*Coordinate annotation records:*

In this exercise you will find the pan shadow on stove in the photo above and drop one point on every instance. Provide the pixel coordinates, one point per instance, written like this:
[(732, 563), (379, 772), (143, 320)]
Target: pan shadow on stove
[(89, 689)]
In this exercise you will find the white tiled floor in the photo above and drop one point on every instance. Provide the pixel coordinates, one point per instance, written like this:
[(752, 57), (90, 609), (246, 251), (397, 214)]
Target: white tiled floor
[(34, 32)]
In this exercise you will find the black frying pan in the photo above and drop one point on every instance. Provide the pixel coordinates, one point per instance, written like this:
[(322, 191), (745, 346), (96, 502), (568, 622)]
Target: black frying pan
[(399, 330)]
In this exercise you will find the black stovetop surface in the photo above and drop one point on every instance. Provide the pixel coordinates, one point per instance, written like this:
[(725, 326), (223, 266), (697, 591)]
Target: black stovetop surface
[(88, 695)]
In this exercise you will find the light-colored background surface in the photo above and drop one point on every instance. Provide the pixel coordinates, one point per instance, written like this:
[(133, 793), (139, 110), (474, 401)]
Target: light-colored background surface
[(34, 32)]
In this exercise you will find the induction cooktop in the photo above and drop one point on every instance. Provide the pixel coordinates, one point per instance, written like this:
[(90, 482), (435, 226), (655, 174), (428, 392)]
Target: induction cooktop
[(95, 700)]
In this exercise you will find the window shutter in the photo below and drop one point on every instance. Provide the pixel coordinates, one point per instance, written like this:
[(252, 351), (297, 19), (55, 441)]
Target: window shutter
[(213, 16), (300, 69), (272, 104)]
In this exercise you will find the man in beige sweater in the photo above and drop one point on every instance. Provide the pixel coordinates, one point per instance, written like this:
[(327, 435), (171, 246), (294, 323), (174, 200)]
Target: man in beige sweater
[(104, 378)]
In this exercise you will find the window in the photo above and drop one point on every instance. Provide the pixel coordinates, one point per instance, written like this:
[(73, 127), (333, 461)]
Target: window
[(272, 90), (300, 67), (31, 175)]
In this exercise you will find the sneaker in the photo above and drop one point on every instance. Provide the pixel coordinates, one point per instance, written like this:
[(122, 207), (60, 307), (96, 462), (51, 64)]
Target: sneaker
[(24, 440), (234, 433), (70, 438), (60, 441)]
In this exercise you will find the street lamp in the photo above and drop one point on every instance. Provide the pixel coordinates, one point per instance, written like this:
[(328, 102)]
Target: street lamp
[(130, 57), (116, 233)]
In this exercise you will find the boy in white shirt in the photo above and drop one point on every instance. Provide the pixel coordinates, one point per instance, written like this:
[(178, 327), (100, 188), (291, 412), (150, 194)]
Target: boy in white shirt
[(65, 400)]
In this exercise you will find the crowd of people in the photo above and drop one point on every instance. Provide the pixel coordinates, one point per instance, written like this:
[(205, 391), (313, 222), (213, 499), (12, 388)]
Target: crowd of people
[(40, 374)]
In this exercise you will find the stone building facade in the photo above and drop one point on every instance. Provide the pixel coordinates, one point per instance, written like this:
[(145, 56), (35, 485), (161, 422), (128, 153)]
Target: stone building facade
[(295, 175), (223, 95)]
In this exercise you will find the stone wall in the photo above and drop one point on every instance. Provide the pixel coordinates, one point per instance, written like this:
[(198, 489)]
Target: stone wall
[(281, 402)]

*EXERCISE:* Reproduce the records above word for word, from the first line to the last.

*ANSWER TO THE EXERCISE:*
In this exercise you will find the pan shadow on stove in the photo above and drop one point on every instance. Provide the pixel coordinates, one point per instance, written like this:
[(732, 563), (379, 772), (143, 320)]
Target: pan shadow on stove
[(89, 689)]
In this exercise you will find the white tiled floor in the photo above and drop one point on every instance. Provide the pixel coordinates, one point per instance, written like this:
[(752, 57), (90, 609), (246, 251), (397, 214)]
Target: white tiled floor
[(34, 32)]
In this exercise you will find the black frying pan in the photo above and drop one point on every instance. Provide the pixel coordinates, one point per instance, written like this:
[(322, 191), (745, 346), (96, 502), (568, 622)]
Target: black frying pan
[(399, 330)]
In this exercise you will find the black stovetop surface in the photo above and drop one point on every instance. Provide the pixel coordinates, one point per instance, written like this:
[(725, 326), (223, 266), (697, 591)]
Target: black stovetop surface
[(88, 695)]
In this exercise you will find the light-colored background surface in the photo above and drop one point on every instance. Provide the pixel coordinates, one point per instance, written like this:
[(133, 793), (139, 110), (474, 401)]
Target: light-colored background surface
[(34, 32)]
In this exercise you will find the induction cooktop in the photo above and drop one point on every instance. Provide the pixel coordinates, one point per instance, written like this:
[(90, 482), (435, 226), (655, 174), (428, 392)]
Target: induction cooktop
[(95, 700)]
In this exercise you will find the window shutter in the photo below and drop one point on every instance. Provide the pixel coordinates, one point per instance, written like this:
[(252, 351), (297, 19), (55, 441)]
Target: window shutter
[(213, 16), (300, 69), (272, 104)]
In this exercise you will find the man in beige sweater in the photo above and drop one point on every instance. Provide the pixel coordinates, one point per instance, written like this:
[(327, 435), (171, 246), (294, 323), (174, 200)]
Target: man in beige sweater
[(104, 378)]
In this exercise you will find the window in the photo above and drop one point on every instance. Provide the pixel coordinates, one point per instance, written like this:
[(73, 127), (333, 461)]
Target: window
[(272, 90), (300, 67), (31, 175)]
In this exercise you will find the sneaker in the photo above and drop one point on every instance. Provide the pixel coordinates, one point per instance, written like this:
[(122, 207), (60, 307), (96, 462), (51, 64)]
Target: sneaker
[(24, 440), (234, 433), (70, 438), (60, 441)]
In this exercise you will find the street lamp in the photo above and drop one point on every instance. Provide the pixel coordinates, one point per instance, written like this:
[(328, 102)]
Target: street lamp
[(130, 57), (116, 233)]
In this exercise you will find the boy in white shirt in the photo above and drop one point on every instance. Provide the pixel coordinates, one point per instance, written like this:
[(178, 327), (100, 188), (291, 412), (150, 194)]
Target: boy in white shirt
[(65, 400)]
In this exercise you will find the crowd of people in the photo above and drop one point on every instance. Provide the pixel coordinates, one point per instance, written like this:
[(205, 391), (313, 222), (213, 499), (12, 388)]
Target: crowd of people
[(40, 374)]
In this exercise you will find the stone building facade in the photo above and drop one point on every instance. Provide the pixel coordinates, one point per instance, written like this:
[(145, 56), (35, 485), (161, 422), (128, 153)]
Target: stone building facade
[(295, 175), (223, 95)]
In this exercise you will find the stone wall in the photo above and drop one point on every instance. Provide the pixel coordinates, one point per instance, written like this:
[(198, 489)]
Target: stone wall
[(281, 402)]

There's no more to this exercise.